* [Written problem]: In the items below, how many lines contain the string "city"? Give only the number.

_____

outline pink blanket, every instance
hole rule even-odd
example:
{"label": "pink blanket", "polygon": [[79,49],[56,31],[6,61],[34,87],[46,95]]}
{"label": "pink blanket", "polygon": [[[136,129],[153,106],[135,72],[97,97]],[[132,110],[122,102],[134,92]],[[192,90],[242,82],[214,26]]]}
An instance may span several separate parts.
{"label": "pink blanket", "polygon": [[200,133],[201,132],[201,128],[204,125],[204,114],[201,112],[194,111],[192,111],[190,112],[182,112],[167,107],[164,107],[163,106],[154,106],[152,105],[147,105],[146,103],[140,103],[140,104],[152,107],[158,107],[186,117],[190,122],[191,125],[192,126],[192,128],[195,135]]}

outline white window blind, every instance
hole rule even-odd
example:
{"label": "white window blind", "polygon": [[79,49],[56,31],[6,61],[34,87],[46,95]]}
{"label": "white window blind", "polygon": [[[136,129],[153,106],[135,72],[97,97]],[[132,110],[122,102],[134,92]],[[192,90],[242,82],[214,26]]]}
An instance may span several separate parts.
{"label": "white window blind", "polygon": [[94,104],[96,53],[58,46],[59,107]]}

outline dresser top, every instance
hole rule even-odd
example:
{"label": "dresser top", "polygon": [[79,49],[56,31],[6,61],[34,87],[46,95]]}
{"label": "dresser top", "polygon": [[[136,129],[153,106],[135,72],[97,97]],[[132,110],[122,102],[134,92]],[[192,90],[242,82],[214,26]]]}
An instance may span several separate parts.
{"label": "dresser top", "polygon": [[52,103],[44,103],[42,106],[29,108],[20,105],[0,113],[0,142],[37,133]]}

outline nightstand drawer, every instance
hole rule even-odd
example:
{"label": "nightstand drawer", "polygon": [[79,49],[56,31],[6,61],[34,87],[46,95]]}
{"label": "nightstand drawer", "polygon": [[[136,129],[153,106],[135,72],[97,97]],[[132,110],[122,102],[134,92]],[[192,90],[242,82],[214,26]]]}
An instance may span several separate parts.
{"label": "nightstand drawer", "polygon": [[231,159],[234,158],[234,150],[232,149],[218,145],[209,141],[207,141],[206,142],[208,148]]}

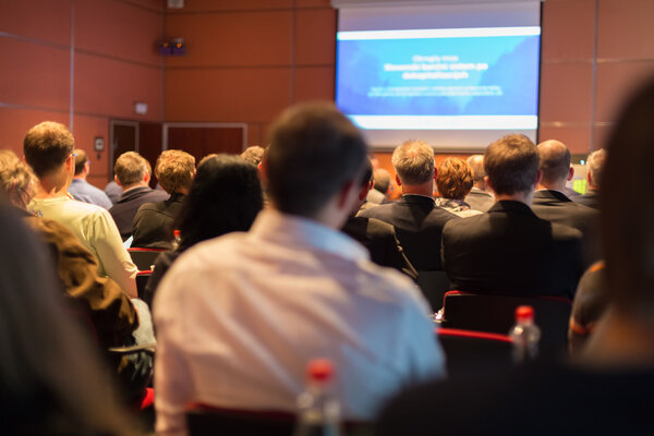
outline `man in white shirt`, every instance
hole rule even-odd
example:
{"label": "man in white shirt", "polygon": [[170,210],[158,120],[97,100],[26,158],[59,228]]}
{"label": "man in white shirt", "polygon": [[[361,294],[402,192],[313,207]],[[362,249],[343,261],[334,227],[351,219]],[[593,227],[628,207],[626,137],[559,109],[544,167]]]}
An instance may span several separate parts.
{"label": "man in white shirt", "polygon": [[27,209],[66,227],[98,259],[107,275],[136,298],[138,271],[122,244],[109,213],[77,202],[68,194],[75,172],[74,138],[65,125],[46,121],[32,128],[23,141],[26,162],[38,178],[37,193]]}
{"label": "man in white shirt", "polygon": [[392,392],[444,374],[420,291],[337,230],[358,202],[361,133],[313,104],[270,138],[271,207],[250,232],[190,249],[155,298],[158,434],[185,434],[189,403],[292,412],[315,358],[337,368],[344,419],[372,420]]}

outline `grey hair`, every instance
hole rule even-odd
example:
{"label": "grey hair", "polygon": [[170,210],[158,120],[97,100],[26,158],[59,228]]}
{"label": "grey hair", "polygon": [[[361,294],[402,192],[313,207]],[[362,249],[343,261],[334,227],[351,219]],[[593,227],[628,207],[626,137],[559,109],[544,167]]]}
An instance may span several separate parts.
{"label": "grey hair", "polygon": [[392,152],[392,166],[403,184],[422,184],[434,179],[434,149],[409,140]]}

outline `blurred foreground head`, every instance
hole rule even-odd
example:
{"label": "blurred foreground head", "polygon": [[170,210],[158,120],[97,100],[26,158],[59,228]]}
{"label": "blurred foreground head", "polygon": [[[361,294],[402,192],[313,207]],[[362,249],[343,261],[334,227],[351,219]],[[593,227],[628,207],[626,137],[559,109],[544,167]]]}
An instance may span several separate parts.
{"label": "blurred foreground head", "polygon": [[[615,307],[654,328],[654,80],[622,110],[608,141],[602,174],[603,239]],[[626,213],[623,205],[637,205]]]}
{"label": "blurred foreground head", "polygon": [[271,129],[268,193],[280,211],[314,218],[347,186],[358,191],[366,157],[361,132],[332,104],[292,107]]}

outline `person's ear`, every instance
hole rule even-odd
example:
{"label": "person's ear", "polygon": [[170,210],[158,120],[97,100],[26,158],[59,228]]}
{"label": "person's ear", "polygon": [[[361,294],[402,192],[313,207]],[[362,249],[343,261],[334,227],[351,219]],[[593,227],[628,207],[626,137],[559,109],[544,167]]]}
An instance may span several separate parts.
{"label": "person's ear", "polygon": [[541,183],[541,180],[543,180],[543,171],[538,170],[536,172],[536,183],[534,183],[534,190],[538,189],[538,184]]}

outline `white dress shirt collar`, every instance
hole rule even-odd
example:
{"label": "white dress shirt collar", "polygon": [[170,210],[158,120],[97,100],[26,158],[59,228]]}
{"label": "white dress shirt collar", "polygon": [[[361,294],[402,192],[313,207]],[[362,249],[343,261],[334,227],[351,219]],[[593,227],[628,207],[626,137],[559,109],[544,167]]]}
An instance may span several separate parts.
{"label": "white dress shirt collar", "polygon": [[354,262],[370,259],[367,250],[347,234],[317,221],[275,209],[262,210],[250,234],[282,245],[306,246]]}

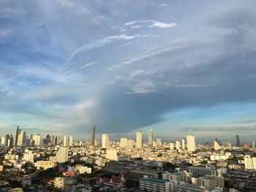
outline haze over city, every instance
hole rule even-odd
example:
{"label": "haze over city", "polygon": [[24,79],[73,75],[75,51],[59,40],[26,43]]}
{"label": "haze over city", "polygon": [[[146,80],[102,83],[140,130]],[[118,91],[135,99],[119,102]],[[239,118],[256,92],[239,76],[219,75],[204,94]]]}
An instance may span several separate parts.
{"label": "haze over city", "polygon": [[255,6],[0,1],[0,134],[254,139]]}

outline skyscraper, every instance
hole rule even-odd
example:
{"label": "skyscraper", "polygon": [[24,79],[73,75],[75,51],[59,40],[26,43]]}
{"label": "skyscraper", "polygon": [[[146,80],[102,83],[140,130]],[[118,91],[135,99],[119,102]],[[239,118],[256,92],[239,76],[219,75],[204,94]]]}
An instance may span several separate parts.
{"label": "skyscraper", "polygon": [[67,136],[64,135],[64,139],[63,139],[63,146],[66,147],[67,146]]}
{"label": "skyscraper", "polygon": [[136,146],[137,148],[142,148],[142,133],[140,131],[136,133]]}
{"label": "skyscraper", "polygon": [[187,136],[187,150],[189,152],[195,151],[195,136],[193,135]]}
{"label": "skyscraper", "polygon": [[186,149],[186,139],[183,138],[181,139],[181,145],[182,145],[182,149],[185,150]]}
{"label": "skyscraper", "polygon": [[148,131],[148,145],[153,146],[153,130],[152,128]]}
{"label": "skyscraper", "polygon": [[69,146],[73,146],[73,137],[72,135],[69,135]]}
{"label": "skyscraper", "polygon": [[95,141],[95,126],[91,126],[91,143],[92,146],[94,146],[94,141]]}
{"label": "skyscraper", "polygon": [[108,134],[102,134],[102,147],[108,148],[110,146]]}
{"label": "skyscraper", "polygon": [[239,135],[236,135],[236,146],[237,147],[240,147],[240,138],[239,138]]}
{"label": "skyscraper", "polygon": [[14,141],[13,141],[13,142],[14,142],[14,145],[15,146],[17,146],[17,145],[18,145],[18,137],[19,137],[19,134],[20,134],[20,127],[19,126],[17,126],[17,128],[16,128],[16,130],[15,130],[15,133],[14,133]]}
{"label": "skyscraper", "polygon": [[41,140],[40,134],[33,135],[33,140],[34,141],[34,145],[39,146]]}

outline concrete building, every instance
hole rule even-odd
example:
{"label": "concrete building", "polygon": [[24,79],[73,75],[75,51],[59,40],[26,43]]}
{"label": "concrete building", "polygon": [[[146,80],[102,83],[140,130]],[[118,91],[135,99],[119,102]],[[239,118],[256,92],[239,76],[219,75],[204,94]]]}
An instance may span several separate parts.
{"label": "concrete building", "polygon": [[195,136],[193,135],[187,136],[187,150],[189,152],[195,151]]}
{"label": "concrete building", "polygon": [[182,150],[186,149],[186,139],[185,138],[183,138],[181,139],[181,147],[182,147]]}
{"label": "concrete building", "polygon": [[174,144],[173,142],[170,143],[170,150],[174,150]]}
{"label": "concrete building", "polygon": [[72,135],[69,135],[69,146],[73,146],[73,137]]}
{"label": "concrete building", "polygon": [[128,148],[128,140],[127,140],[127,138],[121,137],[121,139],[120,139],[120,147]]}
{"label": "concrete building", "polygon": [[217,141],[214,141],[214,150],[220,150],[222,149],[222,146]]}
{"label": "concrete building", "polygon": [[142,133],[141,131],[138,131],[136,133],[136,147],[137,148],[142,148]]}
{"label": "concrete building", "polygon": [[153,146],[153,129],[150,129],[148,131],[148,145],[152,147]]}
{"label": "concrete building", "polygon": [[244,166],[246,170],[256,170],[256,157],[249,155],[244,156]]}
{"label": "concrete building", "polygon": [[170,181],[152,177],[143,177],[139,180],[140,190],[147,191],[169,192]]}
{"label": "concrete building", "polygon": [[118,161],[117,150],[116,149],[107,149],[105,158],[111,161]]}
{"label": "concrete building", "polygon": [[178,185],[177,192],[222,192],[222,188],[206,188],[189,183]]}
{"label": "concrete building", "polygon": [[102,134],[102,147],[108,148],[109,147],[110,147],[110,142],[108,139],[108,134]]}
{"label": "concrete building", "polygon": [[189,173],[192,177],[217,176],[218,172],[214,168],[190,166]]}
{"label": "concrete building", "polygon": [[165,172],[162,174],[162,179],[168,180],[176,180],[187,183],[189,174],[185,172]]}
{"label": "concrete building", "polygon": [[224,178],[222,177],[205,176],[192,177],[192,184],[203,187],[224,188]]}

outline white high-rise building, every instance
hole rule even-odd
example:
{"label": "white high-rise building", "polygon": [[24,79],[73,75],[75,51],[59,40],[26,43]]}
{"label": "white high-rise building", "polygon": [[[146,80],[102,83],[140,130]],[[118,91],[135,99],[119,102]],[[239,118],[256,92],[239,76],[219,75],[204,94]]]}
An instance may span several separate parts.
{"label": "white high-rise building", "polygon": [[41,136],[40,134],[33,135],[33,140],[34,141],[34,145],[40,146]]}
{"label": "white high-rise building", "polygon": [[110,142],[108,139],[108,134],[102,134],[102,147],[108,148],[109,147],[110,147]]}
{"label": "white high-rise building", "polygon": [[135,142],[132,139],[128,140],[128,148],[132,148],[135,146]]}
{"label": "white high-rise building", "polygon": [[120,147],[128,148],[127,138],[121,137],[120,139]]}
{"label": "white high-rise building", "polygon": [[174,144],[173,144],[173,142],[170,142],[170,150],[173,150],[174,149]]}
{"label": "white high-rise building", "polygon": [[136,133],[136,146],[137,148],[142,148],[142,133],[140,131]]}
{"label": "white high-rise building", "polygon": [[246,170],[256,170],[256,157],[252,157],[249,155],[244,156],[244,166]]}
{"label": "white high-rise building", "polygon": [[157,144],[157,146],[161,146],[162,145],[162,141],[161,141],[161,139],[158,138],[156,139],[156,144]]}
{"label": "white high-rise building", "polygon": [[177,140],[176,142],[176,150],[180,150],[181,149],[181,142]]}
{"label": "white high-rise building", "polygon": [[220,146],[219,142],[217,141],[214,141],[214,147],[215,150],[220,150],[222,149],[222,146]]}
{"label": "white high-rise building", "polygon": [[69,135],[69,146],[73,146],[73,137]]}
{"label": "white high-rise building", "polygon": [[181,145],[182,145],[182,146],[181,146],[182,149],[185,150],[186,149],[186,139],[185,139],[185,138],[183,138],[181,139]]}
{"label": "white high-rise building", "polygon": [[67,161],[69,158],[69,149],[67,147],[59,147],[56,156],[56,161],[59,163],[64,163]]}
{"label": "white high-rise building", "polygon": [[118,161],[118,156],[117,155],[117,150],[115,149],[107,149],[106,158],[112,161]]}
{"label": "white high-rise building", "polygon": [[187,150],[189,152],[195,151],[195,136],[193,135],[187,136]]}
{"label": "white high-rise building", "polygon": [[148,146],[153,146],[153,129],[148,131]]}
{"label": "white high-rise building", "polygon": [[67,136],[64,135],[64,139],[63,139],[63,146],[66,147],[67,146]]}

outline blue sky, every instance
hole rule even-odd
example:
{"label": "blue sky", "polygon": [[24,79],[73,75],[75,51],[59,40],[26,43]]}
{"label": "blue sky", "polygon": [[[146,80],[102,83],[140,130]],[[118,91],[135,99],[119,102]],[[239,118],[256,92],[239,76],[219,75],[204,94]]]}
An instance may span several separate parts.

_____

* [Result of this exercise]: 4